◆ The data ◆

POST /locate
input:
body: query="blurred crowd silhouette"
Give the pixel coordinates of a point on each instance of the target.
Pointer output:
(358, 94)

◆ What is being asked ◆
Repeat the material above exactly, including every line.

◆ Response for this exercise ◆
POST /locate
input:
body: query="blurred crowd silhouette"
Give the pixel coordinates of a point on each instance of the target.
Pointer output:
(358, 94)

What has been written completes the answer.